A huge defensive effort secured a 17–6 away win against Northampton Saints in round two of the Champions Cup on 18 December 2022. Number eight Gavin Coombes opened the scoring for Munster with a 13th minute try converted by fly-half Joey Carbery, before the home side got on the scoreboard with a 19th-minute penalty. Carbery scored a penalty of his own in the 26th minute, though Northampton hit back with their second penalty just two minutes later. Coombes crossed for his and Munster's second try in the 35th minute, again converted by Carbery, to leave the score at 17–6 at half-time. Munster had three players sin-binned during the second-half: Jack O'Donoghue, Craig Casey and Joey Carbery, and needed the aforementioned defensive effort to keep Northampton from narrowing the score and earn a hard-fought victory on the road.

In the reverse fixture against Northampton Saints on 14 January 2023, Munster raced to a 24–0 half-time lead thanks to two tries from Gavin Coombes and one try from Jack O'Donoghue, all converted by Joey Carbery, who also added one penalty, though O'Donoghue was sent-off for a high tackle during the half. What looked like a comfortable victory turned into a tense finish however, when Northampton mounted a comeback during the second-half, scoring 20 unanswered points to come within a try of winning the game themselves, but a 75th-minute penalty from Jack Crowley and some last-gasp defence secured the victory for Munster.

Munster's fourth and final Champions Cup pool stage fixture was away to Toulouse on 22 January 2023. The French club dominated possession and territory during the opening quarter of the match and were 11–0 ahead before Munster grew into the game. Flanker John Hodnett got Munster on the scoreboard with an unconverted 30th minute try, before a penalty from fly-half Joey Carbery saw the teams head into half-time with the score at 11–8. A superb team try finished by lock Tadhg Beirne in the 48th minute, again unconverted, gave Munster a slender 13–11 lead, but three second-half penalties from Toulouse fullback Melvyn Jaminet secured a closely-fought 20–16 win for the hosts.

That result and others meant that Munster faced an away trip to South African side the Sharks in the last 16. The hosts opened the scoring with an early penalty from Curwin Bosch, but Munster hit back with a try from Shane Daly, converted by Jack Crowley, to take the lead. Sharks struck back with a try of their own from Jaden Hendrikse, and each team scored one more try during the first-half - Eben Etzebeth for the Sharks and Dave Kilcoyne for Munster - to leave the score finely poised at 17–14 at half-time, however, the Sharks scored four unanswered tries - two from Bongi Mbonambi and one each from Werner Kok and Curwin Bosch - to storm into the lead. Munster managed three further tries from Diarmuid Barron, Mike Haley and Fineen Wycherley, but with the scoreboard and time against them, the result was beyond doubt and the Sharks advanced to the quarter-finals.

------------------------------------

Tasks:
**A)** Please rewrite the Munster Champions Cup account between "That result and" and "to the quarter-finals.", inclusive, swapping "hosts" for "home side".
**B)** Extend the Munster Champions Cup account with the passage that follows its last sentence.

------------------------------------

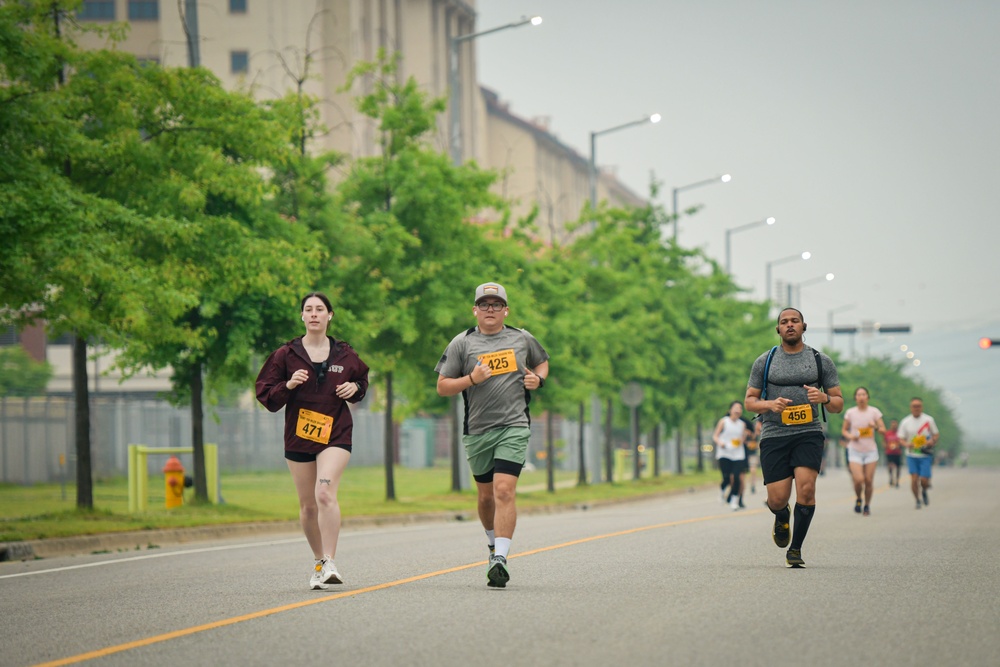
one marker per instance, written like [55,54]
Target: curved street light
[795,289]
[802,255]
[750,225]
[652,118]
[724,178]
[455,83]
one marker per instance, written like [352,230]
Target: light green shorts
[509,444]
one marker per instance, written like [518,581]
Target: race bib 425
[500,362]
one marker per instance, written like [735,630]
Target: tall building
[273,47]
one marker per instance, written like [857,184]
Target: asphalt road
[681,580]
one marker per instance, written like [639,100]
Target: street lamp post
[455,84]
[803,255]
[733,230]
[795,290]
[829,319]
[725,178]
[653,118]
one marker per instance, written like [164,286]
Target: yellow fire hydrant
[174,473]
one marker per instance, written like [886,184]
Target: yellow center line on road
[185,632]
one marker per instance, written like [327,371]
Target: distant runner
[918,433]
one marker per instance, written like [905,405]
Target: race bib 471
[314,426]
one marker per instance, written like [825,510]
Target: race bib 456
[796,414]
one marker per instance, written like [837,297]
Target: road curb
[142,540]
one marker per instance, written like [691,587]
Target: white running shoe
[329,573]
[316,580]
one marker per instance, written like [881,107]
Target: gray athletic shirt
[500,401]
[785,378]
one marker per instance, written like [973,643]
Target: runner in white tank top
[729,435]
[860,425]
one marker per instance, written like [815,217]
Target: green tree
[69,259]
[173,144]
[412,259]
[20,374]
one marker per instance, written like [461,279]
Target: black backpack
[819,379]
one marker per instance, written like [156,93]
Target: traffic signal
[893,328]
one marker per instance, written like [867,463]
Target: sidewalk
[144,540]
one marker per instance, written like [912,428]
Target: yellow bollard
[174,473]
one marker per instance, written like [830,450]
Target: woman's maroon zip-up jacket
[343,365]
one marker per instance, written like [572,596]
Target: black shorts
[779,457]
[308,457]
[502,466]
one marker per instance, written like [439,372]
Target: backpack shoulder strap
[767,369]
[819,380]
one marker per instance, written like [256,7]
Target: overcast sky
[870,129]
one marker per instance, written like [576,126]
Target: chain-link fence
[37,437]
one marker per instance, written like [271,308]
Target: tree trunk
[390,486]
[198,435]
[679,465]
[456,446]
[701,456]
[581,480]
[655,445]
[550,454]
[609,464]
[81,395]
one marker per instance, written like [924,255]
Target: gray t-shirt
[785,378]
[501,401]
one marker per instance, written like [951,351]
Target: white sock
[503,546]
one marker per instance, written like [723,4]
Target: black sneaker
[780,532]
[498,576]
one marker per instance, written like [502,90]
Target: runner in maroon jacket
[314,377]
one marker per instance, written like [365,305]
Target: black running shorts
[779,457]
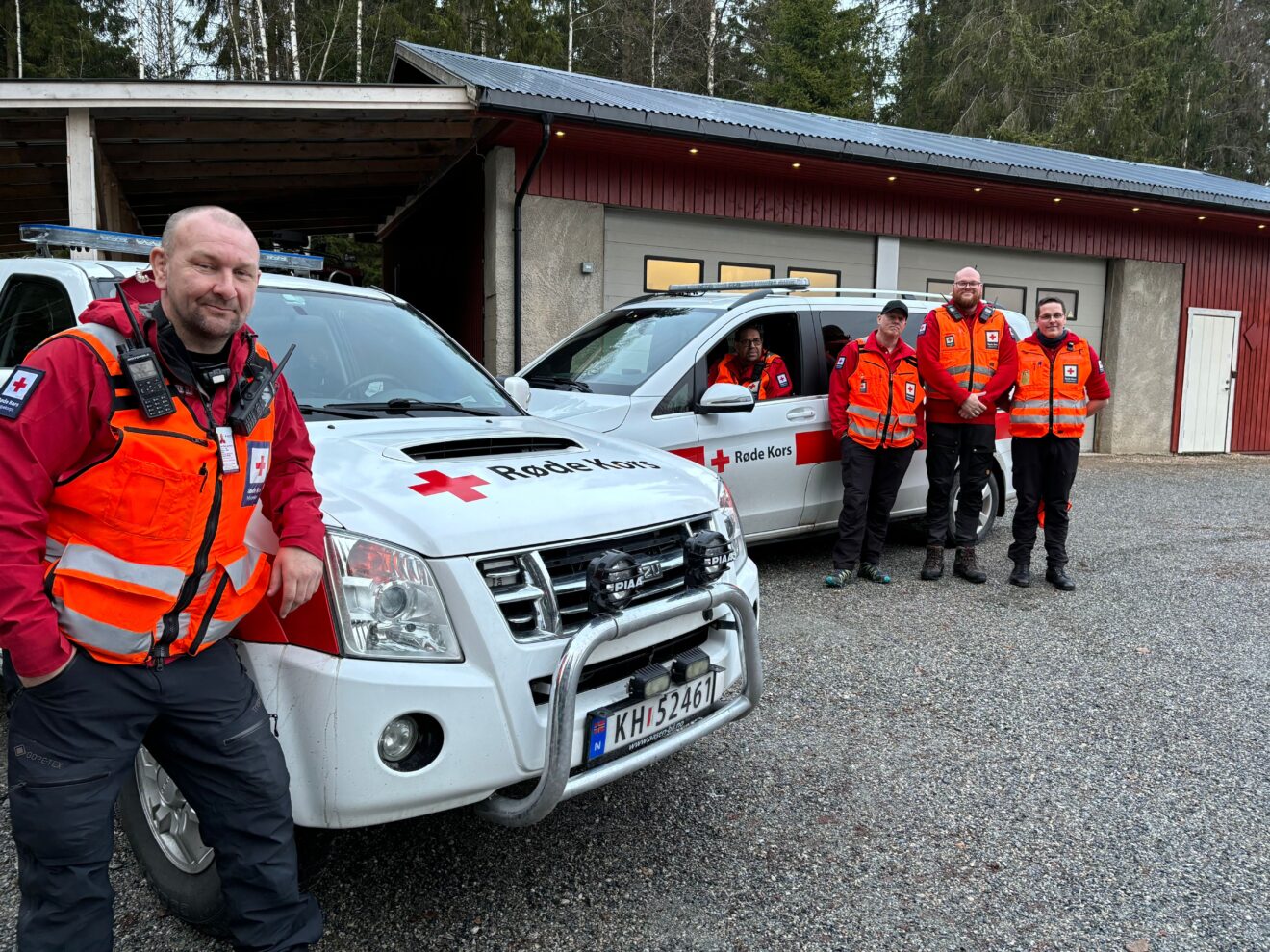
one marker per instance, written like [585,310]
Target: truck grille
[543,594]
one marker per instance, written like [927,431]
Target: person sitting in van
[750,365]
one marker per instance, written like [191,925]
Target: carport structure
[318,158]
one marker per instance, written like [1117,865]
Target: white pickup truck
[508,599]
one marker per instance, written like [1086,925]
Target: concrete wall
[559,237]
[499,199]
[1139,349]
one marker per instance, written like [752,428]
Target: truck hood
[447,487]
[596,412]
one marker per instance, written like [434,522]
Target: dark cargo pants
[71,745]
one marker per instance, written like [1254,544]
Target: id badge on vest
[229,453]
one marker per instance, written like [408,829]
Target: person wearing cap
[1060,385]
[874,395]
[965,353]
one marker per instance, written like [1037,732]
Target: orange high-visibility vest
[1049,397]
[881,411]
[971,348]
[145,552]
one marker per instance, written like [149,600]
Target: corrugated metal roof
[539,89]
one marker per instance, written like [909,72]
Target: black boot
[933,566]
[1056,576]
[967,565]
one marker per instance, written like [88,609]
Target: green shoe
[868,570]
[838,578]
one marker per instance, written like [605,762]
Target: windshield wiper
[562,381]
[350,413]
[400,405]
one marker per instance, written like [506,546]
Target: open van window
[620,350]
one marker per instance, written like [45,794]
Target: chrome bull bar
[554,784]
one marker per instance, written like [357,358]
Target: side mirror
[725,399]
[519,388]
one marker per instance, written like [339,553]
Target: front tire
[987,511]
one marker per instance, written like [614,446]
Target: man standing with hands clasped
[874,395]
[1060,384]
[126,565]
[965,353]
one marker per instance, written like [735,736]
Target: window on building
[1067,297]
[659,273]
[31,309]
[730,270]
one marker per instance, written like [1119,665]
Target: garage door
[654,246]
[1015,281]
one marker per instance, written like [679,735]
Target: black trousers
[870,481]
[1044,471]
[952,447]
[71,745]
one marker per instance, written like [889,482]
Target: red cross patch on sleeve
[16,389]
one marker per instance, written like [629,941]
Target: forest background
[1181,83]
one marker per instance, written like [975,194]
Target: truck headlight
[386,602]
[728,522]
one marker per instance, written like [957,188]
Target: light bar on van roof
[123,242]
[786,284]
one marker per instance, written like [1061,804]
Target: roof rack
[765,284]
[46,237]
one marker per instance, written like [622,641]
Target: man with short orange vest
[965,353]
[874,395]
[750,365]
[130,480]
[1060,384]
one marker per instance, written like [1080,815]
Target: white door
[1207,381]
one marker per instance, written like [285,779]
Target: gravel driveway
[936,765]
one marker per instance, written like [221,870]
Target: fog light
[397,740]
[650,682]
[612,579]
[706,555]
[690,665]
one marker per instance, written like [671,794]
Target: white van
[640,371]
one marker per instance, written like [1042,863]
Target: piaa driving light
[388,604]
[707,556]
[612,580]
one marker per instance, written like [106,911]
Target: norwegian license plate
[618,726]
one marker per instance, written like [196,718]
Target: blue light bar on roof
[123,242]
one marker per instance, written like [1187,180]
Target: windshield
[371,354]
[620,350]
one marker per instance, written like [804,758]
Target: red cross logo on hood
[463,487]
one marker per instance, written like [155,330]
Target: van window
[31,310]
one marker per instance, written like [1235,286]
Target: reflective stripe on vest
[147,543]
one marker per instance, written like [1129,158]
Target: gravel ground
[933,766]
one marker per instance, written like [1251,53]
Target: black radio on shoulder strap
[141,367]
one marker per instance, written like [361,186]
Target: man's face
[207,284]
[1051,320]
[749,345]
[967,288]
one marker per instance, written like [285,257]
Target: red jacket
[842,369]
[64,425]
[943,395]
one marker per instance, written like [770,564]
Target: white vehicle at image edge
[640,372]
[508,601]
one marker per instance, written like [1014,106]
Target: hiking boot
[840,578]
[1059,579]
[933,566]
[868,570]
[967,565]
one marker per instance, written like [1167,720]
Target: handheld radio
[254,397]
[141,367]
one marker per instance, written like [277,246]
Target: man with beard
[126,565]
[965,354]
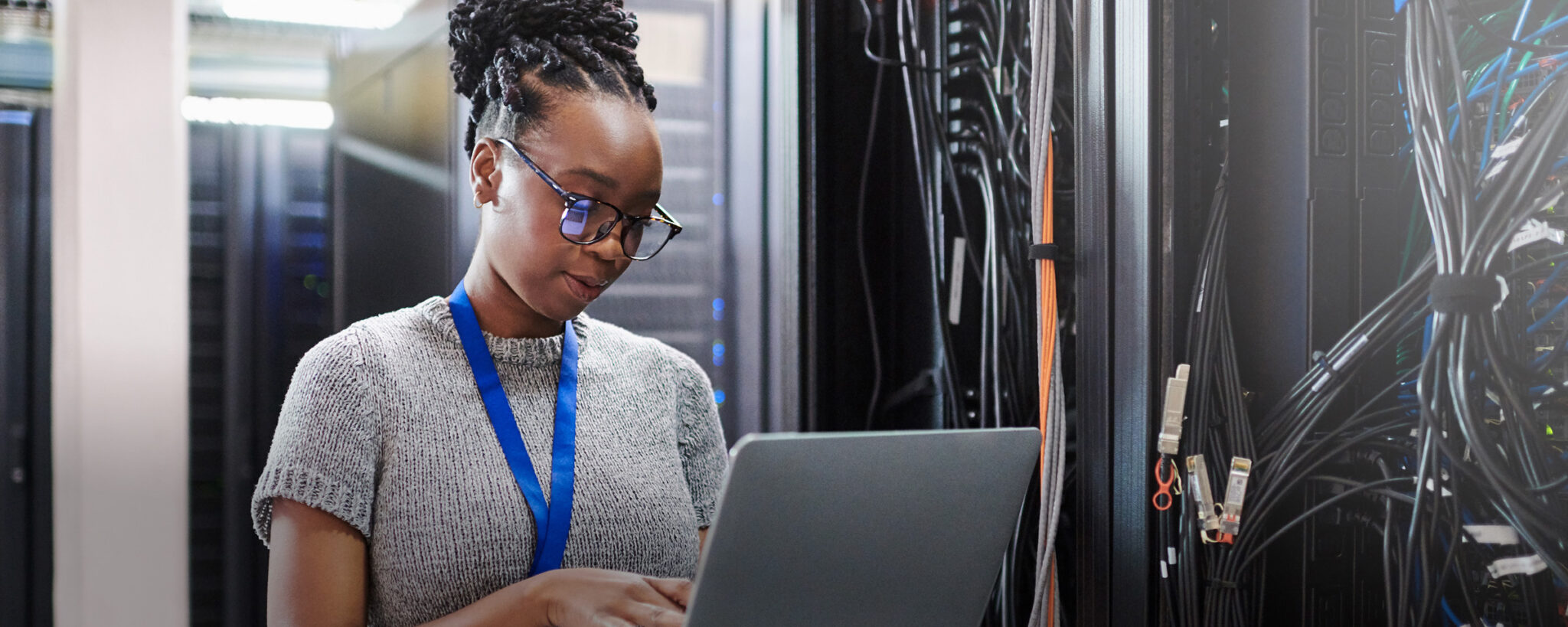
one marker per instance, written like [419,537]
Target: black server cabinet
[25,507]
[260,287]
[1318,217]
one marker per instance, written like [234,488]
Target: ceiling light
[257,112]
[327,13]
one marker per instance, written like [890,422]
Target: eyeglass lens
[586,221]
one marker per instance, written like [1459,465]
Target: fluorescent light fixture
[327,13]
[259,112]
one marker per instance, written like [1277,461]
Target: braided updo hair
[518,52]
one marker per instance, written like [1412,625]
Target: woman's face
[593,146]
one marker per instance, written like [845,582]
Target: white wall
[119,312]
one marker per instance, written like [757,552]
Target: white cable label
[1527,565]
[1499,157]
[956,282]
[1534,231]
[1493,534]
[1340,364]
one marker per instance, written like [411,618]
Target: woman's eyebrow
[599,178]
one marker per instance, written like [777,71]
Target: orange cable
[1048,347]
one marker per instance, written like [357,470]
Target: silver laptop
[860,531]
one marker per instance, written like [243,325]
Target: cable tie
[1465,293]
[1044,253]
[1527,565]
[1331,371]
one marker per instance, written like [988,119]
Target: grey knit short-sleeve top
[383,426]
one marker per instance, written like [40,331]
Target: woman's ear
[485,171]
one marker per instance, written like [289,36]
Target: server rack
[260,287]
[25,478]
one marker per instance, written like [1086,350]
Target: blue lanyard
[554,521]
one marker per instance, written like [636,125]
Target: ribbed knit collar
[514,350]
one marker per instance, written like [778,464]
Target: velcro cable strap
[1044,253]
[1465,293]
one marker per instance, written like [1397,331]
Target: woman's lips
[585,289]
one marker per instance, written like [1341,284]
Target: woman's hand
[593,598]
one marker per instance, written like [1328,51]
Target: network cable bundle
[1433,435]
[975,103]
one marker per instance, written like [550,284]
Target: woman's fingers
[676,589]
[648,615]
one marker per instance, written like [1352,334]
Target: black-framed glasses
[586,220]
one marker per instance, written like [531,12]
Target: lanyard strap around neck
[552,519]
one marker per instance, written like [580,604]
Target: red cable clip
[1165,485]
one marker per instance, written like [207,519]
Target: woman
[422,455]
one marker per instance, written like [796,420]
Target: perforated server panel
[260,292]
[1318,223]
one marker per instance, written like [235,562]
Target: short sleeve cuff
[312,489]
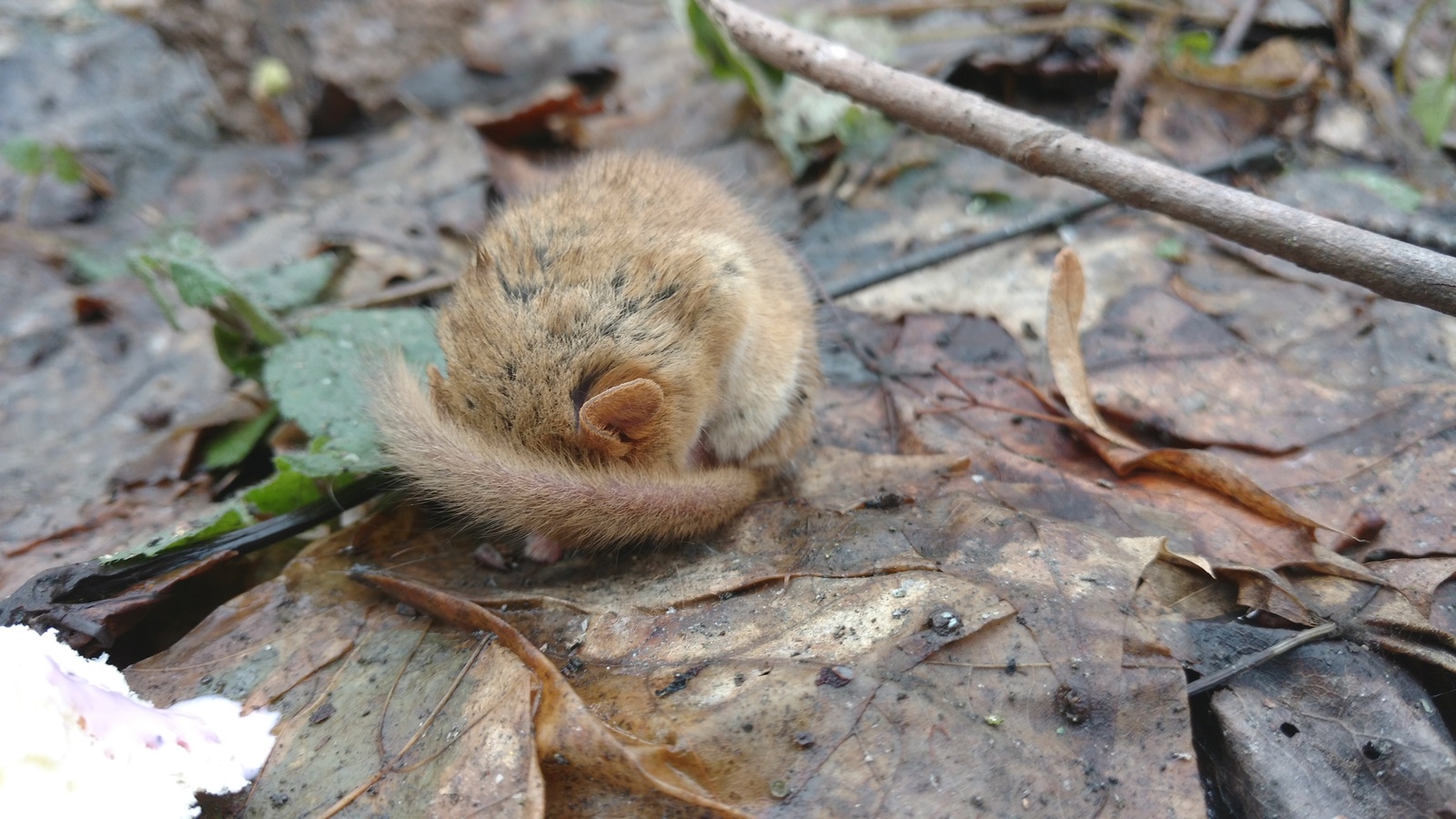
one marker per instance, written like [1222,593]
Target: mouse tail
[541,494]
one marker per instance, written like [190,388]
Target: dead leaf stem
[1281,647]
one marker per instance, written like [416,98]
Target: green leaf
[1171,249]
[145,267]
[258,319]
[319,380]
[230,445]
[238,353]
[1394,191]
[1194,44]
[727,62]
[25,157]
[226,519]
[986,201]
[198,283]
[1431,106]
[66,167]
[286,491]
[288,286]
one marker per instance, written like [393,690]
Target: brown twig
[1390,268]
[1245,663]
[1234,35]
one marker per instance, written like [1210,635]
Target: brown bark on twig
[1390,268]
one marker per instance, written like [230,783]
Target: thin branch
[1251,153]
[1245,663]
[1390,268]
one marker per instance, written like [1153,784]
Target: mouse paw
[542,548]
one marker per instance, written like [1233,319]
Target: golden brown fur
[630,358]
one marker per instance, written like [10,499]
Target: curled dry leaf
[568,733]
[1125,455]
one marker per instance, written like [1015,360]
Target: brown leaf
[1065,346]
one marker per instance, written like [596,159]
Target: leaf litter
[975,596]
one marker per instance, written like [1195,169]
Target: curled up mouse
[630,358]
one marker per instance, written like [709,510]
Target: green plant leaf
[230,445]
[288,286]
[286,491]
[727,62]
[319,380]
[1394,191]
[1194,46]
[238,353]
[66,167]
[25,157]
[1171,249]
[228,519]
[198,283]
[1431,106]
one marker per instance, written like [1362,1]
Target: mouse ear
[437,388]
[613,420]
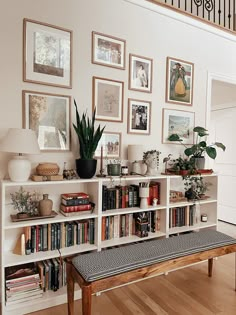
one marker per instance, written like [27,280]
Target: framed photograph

------------------------------------

Set of answers:
**A)**
That result and others meant that Munster faced an away trip to South African side the Sharks in the last 16. The home side opened the scoring with an early penalty from Curwin Bosch, but Munster hit back with a try from Shane Daly, converted by Jack Crowley, to take the lead. Sharks struck back with a try of their own from Jaden Hendrikse, and each team scored one more try during the first-half - Eben Etzebeth for the Sharks and Dave Kilcoyne for Munster - to leave the score finely poised at 17–14 at half-time, however, the Sharks scored four unanswered tries - two from Bongi Mbonambi and one each from Werner Kok and Curwin Bosch - to storm into the lead. Munster managed three further tries from Diarmuid Barron, Mike Haley and Fineen Wycherley, but with the scoreboard and time against them, the result was beyond doubt and the Sharks advanced to the quarter-finals.

**B)**
A 26–24 win against defending champions the Stormers and a 22–22 draw against the Sharks in Munster's final two fixtures of the regular 2022–23 United Rugby Championship season, both away from home, secured fifth place for the province in the league table, and they defeated Glasgow Warriors 14–5 away in the quarter-finals to set up a semi-final away to Leinster, whom Munster defeated 16–15 thanks to a late drop goal from Jack Crowley, setting up a final away to the Stormers on 27 May 2023, which Munster won 19–14 thanks to a late John Hodnett try to secure their fourth league title, their first trophy since the 2010–11 season and the first silverware of head coach Graham Rowntree's reign.

==Player movements==
Below are the players who joined and left the Munster senior and academy squads ahead of the 2022–23 season. Italics indicates players that transferred during the 2022–23 season.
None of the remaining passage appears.